(Photo object pointing records)
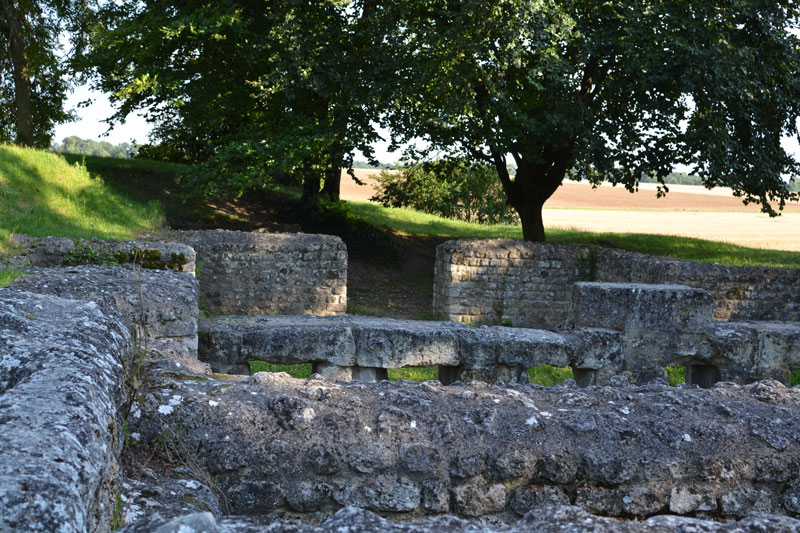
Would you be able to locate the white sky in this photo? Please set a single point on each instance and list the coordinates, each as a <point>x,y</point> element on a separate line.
<point>90,126</point>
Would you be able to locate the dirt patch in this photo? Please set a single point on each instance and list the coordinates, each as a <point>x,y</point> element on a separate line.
<point>403,289</point>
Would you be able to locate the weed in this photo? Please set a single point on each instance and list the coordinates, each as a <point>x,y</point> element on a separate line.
<point>119,516</point>
<point>8,275</point>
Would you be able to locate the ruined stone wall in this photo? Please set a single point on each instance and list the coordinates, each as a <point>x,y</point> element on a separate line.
<point>505,281</point>
<point>530,284</point>
<point>270,273</point>
<point>740,293</point>
<point>61,385</point>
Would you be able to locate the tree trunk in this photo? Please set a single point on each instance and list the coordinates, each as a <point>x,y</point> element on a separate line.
<point>311,183</point>
<point>531,188</point>
<point>333,182</point>
<point>22,79</point>
<point>532,224</point>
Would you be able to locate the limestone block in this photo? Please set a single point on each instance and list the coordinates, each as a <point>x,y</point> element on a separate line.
<point>391,343</point>
<point>596,352</point>
<point>57,252</point>
<point>251,273</point>
<point>167,308</point>
<point>392,447</point>
<point>61,384</point>
<point>545,519</point>
<point>662,325</point>
<point>638,307</point>
<point>778,350</point>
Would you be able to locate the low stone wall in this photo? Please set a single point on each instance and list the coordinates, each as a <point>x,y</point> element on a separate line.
<point>273,444</point>
<point>61,385</point>
<point>57,252</point>
<point>270,273</point>
<point>160,306</point>
<point>530,284</point>
<point>629,329</point>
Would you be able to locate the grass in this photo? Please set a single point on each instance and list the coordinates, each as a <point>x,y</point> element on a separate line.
<point>8,275</point>
<point>42,194</point>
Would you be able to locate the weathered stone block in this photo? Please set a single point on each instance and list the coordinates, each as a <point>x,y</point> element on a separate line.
<point>392,447</point>
<point>254,273</point>
<point>57,252</point>
<point>61,384</point>
<point>157,304</point>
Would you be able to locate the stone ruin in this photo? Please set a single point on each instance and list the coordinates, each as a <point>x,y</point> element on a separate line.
<point>480,450</point>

▸ **THE EXERCISE**: Rewrite every line from the line containing "Would you be able to locate the weathered" through the end of the rows, requests included, and shift each x and y coordinate in the answers up by 51. Return only those lines.

▸ **TASK RESULT**:
Would you be able to locate the weathered stone block in this photo? Please set a single point on each instance and list the coordinates, each as a <point>x,y</point> element on a separate line.
<point>443,498</point>
<point>305,324</point>
<point>108,303</point>
<point>112,435</point>
<point>208,355</point>
Would you be able to locate the stone ruin in this photo? Please set a single point on each instance and list the coordinates, each as a <point>x,y</point> element on a separate line.
<point>531,501</point>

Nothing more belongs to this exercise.